EXERCISE PROMPT ->
From the post about a kindergartner who cries on the way to school, answer these:
(a) For how long did she cry every day at the start of the year?
(b) Who had to guard the door?
(c) What was her only complaint about school?

── QUOTED TEXT ──

18 answers

My 6 Year Old Cries Everyday When I Take Her to School!!!!!!

Ok this year is almost complete and I am still having a rough time with my Kindergartner and getting her to go to school. At first for like the first six months she cried every day and i walked her in and walked her to her table and then left and the teacher would say she quit and was fine within five minutes. Well recently she has been much worse. For example today wow, she cried all morning trying to get me to let her stay home and i would not and we get to school and she would not get out of the car. After a lot of tugging and pulling i finally got her out, let me mind you her fighting me the entire time. We walked towards the door and she gets loose from me and runs back to the car, then she runs around the car with me chasing her like ten times and then jumps in the car and locks the doors. I had left the keys in the car too. So finally I talked her into opening the door and she fought me once again to which i then got her out and busted her little butt cause i was very angry by now. We once again walked in and hung her coat on the hook and i went to give her a kiss and off she ran with me, and two teachers chasing her which took another five minutes and we finally got her in and the poor janitor man had to guard the door, this is terrible and absolutely kills me and I dont' know what to do. I have talked to her several times and she says no one picks on her, she loves her teacher, she has lots of friends, and her only complaint was that the day was too long. I am at my wits end and dont' know what to do besides punishment. Today I cleared all her toys out of her room and boxed them up becuase i feel she owes me a little more respect than what i got today and until I get that she is not getting them toys back and when I pick her up from school she is going to sit in her room for awhile. I need all the info and suggestions i can get, thanks so much!!!!!

───
── DATA SHOWN ──

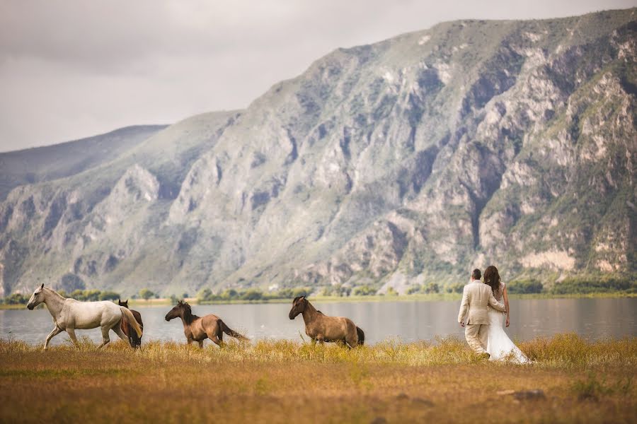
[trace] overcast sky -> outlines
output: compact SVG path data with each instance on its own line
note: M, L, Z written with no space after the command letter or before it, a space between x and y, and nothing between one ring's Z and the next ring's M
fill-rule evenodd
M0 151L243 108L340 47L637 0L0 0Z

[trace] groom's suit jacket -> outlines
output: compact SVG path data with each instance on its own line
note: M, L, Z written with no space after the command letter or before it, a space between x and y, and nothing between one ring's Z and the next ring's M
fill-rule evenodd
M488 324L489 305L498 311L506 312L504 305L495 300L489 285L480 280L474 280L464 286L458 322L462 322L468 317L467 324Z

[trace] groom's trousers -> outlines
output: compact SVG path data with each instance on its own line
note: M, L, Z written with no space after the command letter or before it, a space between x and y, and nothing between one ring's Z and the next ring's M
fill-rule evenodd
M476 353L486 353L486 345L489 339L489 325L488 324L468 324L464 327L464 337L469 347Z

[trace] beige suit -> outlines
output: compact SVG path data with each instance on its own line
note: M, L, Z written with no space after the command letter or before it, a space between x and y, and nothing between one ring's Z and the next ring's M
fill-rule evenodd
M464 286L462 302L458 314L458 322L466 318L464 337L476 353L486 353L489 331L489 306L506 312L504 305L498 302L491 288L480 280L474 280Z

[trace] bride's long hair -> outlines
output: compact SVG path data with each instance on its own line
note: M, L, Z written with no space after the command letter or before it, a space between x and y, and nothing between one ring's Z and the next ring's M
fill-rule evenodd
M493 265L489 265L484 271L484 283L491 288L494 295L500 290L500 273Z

───

FINISHED EXERCISE ->
(a) For about the first six months.
(b) The janitor.
(c) That the day was too long.